Object point labels:

::::::

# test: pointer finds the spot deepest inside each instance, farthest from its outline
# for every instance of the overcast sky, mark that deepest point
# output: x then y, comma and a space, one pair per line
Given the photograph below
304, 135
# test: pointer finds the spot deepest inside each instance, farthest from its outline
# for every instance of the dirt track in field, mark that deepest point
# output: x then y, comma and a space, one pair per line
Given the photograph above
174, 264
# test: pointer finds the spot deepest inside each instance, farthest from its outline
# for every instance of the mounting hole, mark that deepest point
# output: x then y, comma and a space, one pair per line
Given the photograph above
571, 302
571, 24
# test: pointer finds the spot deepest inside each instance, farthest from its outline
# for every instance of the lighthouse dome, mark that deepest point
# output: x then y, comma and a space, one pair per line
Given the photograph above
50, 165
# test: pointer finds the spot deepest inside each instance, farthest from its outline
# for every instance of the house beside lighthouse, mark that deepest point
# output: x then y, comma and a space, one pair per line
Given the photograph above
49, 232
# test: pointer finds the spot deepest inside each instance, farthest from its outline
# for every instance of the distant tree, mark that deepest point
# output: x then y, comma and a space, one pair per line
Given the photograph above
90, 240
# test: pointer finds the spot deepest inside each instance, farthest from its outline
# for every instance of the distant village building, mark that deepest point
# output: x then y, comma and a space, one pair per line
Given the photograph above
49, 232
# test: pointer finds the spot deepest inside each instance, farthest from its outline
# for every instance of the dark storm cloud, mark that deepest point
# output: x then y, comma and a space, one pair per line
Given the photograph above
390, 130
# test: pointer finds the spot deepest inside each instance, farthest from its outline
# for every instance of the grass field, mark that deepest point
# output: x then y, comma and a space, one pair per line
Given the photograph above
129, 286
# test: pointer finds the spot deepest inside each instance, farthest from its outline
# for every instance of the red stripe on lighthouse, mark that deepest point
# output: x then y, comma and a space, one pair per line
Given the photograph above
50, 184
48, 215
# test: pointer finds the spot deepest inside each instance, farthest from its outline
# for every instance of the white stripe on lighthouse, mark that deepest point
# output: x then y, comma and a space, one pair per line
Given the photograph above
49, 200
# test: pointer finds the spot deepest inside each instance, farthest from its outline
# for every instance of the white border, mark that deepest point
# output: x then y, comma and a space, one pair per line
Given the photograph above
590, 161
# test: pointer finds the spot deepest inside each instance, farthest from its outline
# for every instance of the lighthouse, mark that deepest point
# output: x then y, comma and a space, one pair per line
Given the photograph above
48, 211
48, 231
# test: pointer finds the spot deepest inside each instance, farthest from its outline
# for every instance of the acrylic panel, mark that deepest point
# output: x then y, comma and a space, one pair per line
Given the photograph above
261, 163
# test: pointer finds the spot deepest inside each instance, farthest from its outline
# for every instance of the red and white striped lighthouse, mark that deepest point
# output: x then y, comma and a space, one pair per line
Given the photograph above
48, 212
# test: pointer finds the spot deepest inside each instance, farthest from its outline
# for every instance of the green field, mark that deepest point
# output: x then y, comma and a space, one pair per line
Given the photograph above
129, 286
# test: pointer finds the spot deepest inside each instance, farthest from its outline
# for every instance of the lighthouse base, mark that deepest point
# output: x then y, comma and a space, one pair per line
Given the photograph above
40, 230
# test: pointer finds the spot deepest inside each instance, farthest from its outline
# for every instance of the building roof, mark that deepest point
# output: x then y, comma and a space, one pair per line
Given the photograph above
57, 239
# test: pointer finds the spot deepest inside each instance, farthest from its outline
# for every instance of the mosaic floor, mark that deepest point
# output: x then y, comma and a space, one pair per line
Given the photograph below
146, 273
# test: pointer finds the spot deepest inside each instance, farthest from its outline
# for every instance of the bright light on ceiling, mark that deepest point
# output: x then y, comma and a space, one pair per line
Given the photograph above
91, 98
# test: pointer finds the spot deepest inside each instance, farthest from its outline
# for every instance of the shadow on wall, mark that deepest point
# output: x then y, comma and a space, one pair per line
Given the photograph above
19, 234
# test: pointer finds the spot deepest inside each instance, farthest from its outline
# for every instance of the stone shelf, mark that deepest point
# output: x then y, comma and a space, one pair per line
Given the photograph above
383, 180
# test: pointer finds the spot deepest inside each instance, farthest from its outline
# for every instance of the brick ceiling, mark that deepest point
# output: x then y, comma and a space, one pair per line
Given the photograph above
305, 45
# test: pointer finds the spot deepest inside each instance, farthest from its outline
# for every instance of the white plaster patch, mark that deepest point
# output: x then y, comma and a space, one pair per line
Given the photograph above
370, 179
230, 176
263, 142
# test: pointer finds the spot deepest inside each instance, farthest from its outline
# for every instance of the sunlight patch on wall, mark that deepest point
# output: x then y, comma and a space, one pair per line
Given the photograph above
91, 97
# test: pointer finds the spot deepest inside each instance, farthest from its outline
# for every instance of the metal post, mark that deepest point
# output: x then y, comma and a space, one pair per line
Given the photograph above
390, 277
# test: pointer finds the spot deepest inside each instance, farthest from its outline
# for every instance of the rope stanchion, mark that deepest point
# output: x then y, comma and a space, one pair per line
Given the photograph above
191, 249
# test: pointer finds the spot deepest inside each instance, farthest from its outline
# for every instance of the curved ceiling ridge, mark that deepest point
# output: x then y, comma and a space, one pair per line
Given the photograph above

::::::

▶ [Stated problem]:
Nothing in the data may differ; print all of it exactly as written.

▶ [Output of the exercise]:
# test: pointer finds the spot deepest inside each instance, farthest from its outline
# for every instance of the overcast sky, mark that deepest point
# output: x then y, comma and a space, one pair per line
Given the photograph below
304, 135
# test: pointer finds the spot deepest inside each instance, farthest from its outline
# for every instance of the dirt track in field, mark that deepest point
# output: x then y, comma and a space, one pair per line
Given the photograph above
174, 264
# test: pointer finds the spot deepest inside each instance, farthest from its outline
# for every instance of the mounting hole, mark that deepest point
# output: x then y, comma and a space, one pair per line
Given the photograph above
571, 302
571, 24
# test: pointer finds the spot deepest inside each instance, farthest from its outline
# for every instance of the lighthouse dome, mark that deepest point
# output: x then y, comma and a space, one pair per line
Given the photograph above
50, 165
# test: pointer finds the spot deepest inside each instance, farthest from its outline
# for every instance of the house beside lighthouse, mark that deepest point
# output: x then y, comma and a space, one pair per line
Given the photograph above
49, 232
# test: pointer finds the spot deepest inside each instance, farthest from its outline
# for every instance of the distant tree, mark that deepest point
# output: x then y, comma and a space, one pair per line
Given the photograph above
90, 240
# test: pointer finds the spot deepest inside each instance, farthest from its outline
# for every instance of the distant village building, mark that deepest point
# output: x then y, comma and a space, one pair per line
Given the photograph above
49, 232
# test: pointer finds the spot deepest inside each instance, farthest from its outline
# for every instance of the dark storm cloud, mark that deepest point
# output: x then y, comma and a space, one pair per line
Given the photograph above
390, 130
# test: pointer finds the spot deepest inside each instance, farthest from its outline
# for every instance of the grass field, mark that deepest point
# output: x then y, comma and a space, one pair per line
Given the photograph above
129, 286
# test: pointer finds the spot deepest inside each instance, farthest from its outline
# for every instance of the red stripe on lighthouse, mark that deepest point
# output: x then y, comma and a space, one pair per line
Given the photograph above
50, 184
48, 215
# test: pointer finds the spot deepest inside each instance, farthest from its outline
# for every instance of the white stripe on lighthouse, mark that deepest point
# output: x then y, comma and a space, one pair per line
Given the photograph above
49, 200
# test: pointer finds the spot deepest inside each instance, farthest from its outline
# for every instance of the white border, mark that deepest point
# output: x then y, comma and a space, one pair per line
Given the photograph above
590, 161
# test: pointer finds the spot deepest inside each instance, farthest from its outline
# for every instance of the lighthouse, mark that deepest point
# output: x then y, comma and a space, one pair per line
Given the photograph above
48, 211
48, 231
# test: pointer finds the spot deepest inside each instance, farthest from its outline
# for every instance of the acrylic panel, mark that deepest point
# output: x then y, comma and a space, one pair per line
Given the photograph above
261, 163
# test: pointer finds the spot deepest inside each instance, farthest from its outline
# for every instance of the red and white striped lighthouse, mark that deepest point
# output: x then y, comma and a space, one pair per line
Given the photograph above
48, 212
# test: pointer finds the spot deepest inside each instance, farthest from its outline
# for every instance of the green field, mark that deepest point
# output: x then y, comma and a space, one pair per line
Given the photograph above
129, 286
# test: pointer finds the spot deepest inside each instance, farthest from its outline
# for every instance of the lighthouse base, mark that deepest point
# output: x then y, comma and a space, one pair per line
Given the photograph above
40, 230
# test: pointer finds the spot deepest inside each instance, farthest from its outline
# for every instance of the building roof, mark that deepest point
# output: x then y, comma and a space, one pair per line
Given the photograph above
57, 239
# test: pointer finds the spot deepest inside each instance, farthest from its outline
# for every instance of the mosaic floor, mark that deepest point
# output: x then y, comma and a space, one pair per line
Given the photograph below
146, 273
# test: pointer finds the spot deepest inside each instance, farthest from its outline
# for every instance of the bright light on ceiling, mark that deepest point
# output: x then y, comma and a space, one pair per line
Given the photograph above
91, 98
# test: pointer finds the spot deepest inside each instance, farthest from its outline
# for every instance of the shadow on wall, mark that deepest point
# output: x then y, comma and a space, one pair per line
Given the photograph above
19, 234
# test: pointer finds the spot deepest inside each instance, farthest from its outline
# for every instance of the stone shelf, mark that deepest point
# output: x then y, comma and a space, one pair per line
Given the photograph above
383, 180
# test: pointer finds the spot deepest inside each instance, farthest from its outline
# for every instance of the brick ceiling, mark that deepest point
# output: x then y, comma and a space, one pair per line
Given the photograph above
305, 45
# test: pointer finds the spot deepest inside each instance, farthest from its outline
# for every instance of the white plaster patch, mark that deepest point
# output: x then y, comma and a space, one pair per line
Given the photograph above
370, 179
230, 176
263, 142
# test: pointer finds the spot deepest inside each instance, farthest from its outline
# for every instance of the sunlight patch on wall, mark that deepest point
# output: x then y, comma and a space, one pair per line
Given the photograph above
91, 97
# test: pointer finds the spot deepest inside each instance, farthest from its outline
# for every instance of the metal post, mark that deepest point
# output: x then y, comma and a space, one pair per line
Given the photograph above
390, 277
# test: pointer finds the spot deepest inside each instance, farthest from its outline
# for every instance of the rope stanchion, mark that deepest point
# output: x then y, comma and a space, one pair per line
Given the photograph above
191, 249
# test: pointer finds the spot deepest inside each instance, farthest from its outline
# for every instance of the curved ceiling ridge, mark that deepest point
# output: x then y, comma and a space, one pair per line
Given the photograph above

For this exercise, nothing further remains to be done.